Go through the records below and return each line that has "pick" in it.

BEGIN Supplied material

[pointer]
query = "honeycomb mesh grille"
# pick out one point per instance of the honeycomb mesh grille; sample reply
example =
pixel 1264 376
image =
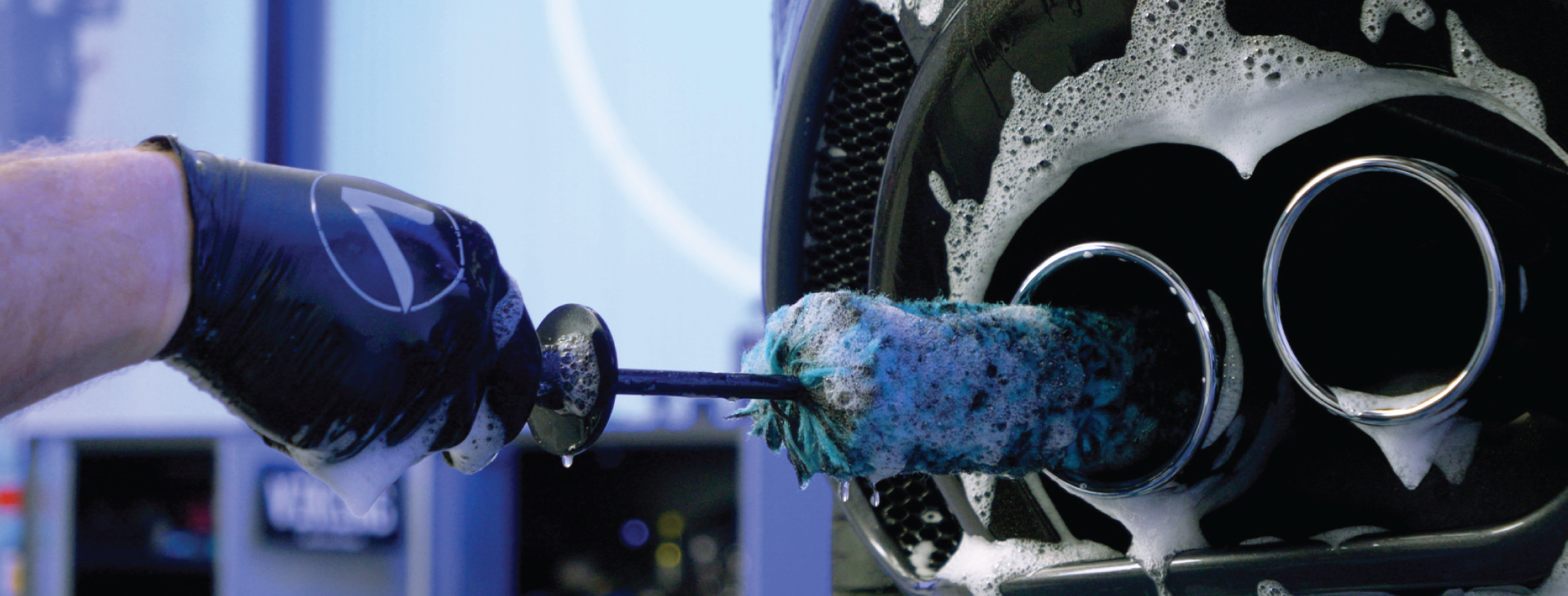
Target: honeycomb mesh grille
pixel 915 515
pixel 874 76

END Supplied material
BEGIN Supplied material

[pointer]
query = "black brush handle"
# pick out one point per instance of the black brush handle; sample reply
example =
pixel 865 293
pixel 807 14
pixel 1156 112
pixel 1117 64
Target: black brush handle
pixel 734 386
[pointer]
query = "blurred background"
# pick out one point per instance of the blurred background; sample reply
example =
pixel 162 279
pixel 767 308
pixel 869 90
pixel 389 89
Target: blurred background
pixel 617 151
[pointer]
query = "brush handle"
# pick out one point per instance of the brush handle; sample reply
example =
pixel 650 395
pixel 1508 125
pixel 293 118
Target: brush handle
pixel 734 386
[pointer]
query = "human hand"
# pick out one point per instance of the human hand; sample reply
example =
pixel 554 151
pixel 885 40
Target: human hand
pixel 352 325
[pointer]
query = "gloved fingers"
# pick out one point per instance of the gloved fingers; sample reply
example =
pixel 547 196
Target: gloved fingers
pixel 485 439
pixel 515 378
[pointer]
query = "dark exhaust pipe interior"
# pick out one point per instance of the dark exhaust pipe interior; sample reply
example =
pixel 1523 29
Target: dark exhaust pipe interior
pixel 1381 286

END Supplied material
BEGIN Supplied material

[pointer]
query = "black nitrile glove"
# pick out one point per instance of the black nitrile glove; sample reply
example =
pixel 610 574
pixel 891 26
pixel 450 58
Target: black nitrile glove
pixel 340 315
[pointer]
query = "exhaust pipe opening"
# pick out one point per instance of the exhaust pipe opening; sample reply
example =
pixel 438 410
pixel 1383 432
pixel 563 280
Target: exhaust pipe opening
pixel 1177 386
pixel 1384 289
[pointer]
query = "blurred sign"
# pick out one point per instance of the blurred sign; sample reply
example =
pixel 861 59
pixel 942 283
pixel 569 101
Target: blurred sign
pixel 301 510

END Supplied material

_Answer below_
# pick out one point per instance of the honeycomb mesh grille; sample reply
# pick out one point per instance of the black brush handle; sample reply
# pick out one point per instance of the blurred background; sample reply
# pick out one point per instance of the brush handle; sample reply
# pick out one point per instance of the human hand; sample reply
# pick out one point per instance of the gloved fingers; sample reply
# pick out one point per instance of the dark exhaust pipe interior; sample reply
# pick out one point per instance of the black nitrile glove; sample reply
# pick out one point per instance of the exhaust pipe opening; sample reply
# pick out one point per instance of the blurred sign; sample reply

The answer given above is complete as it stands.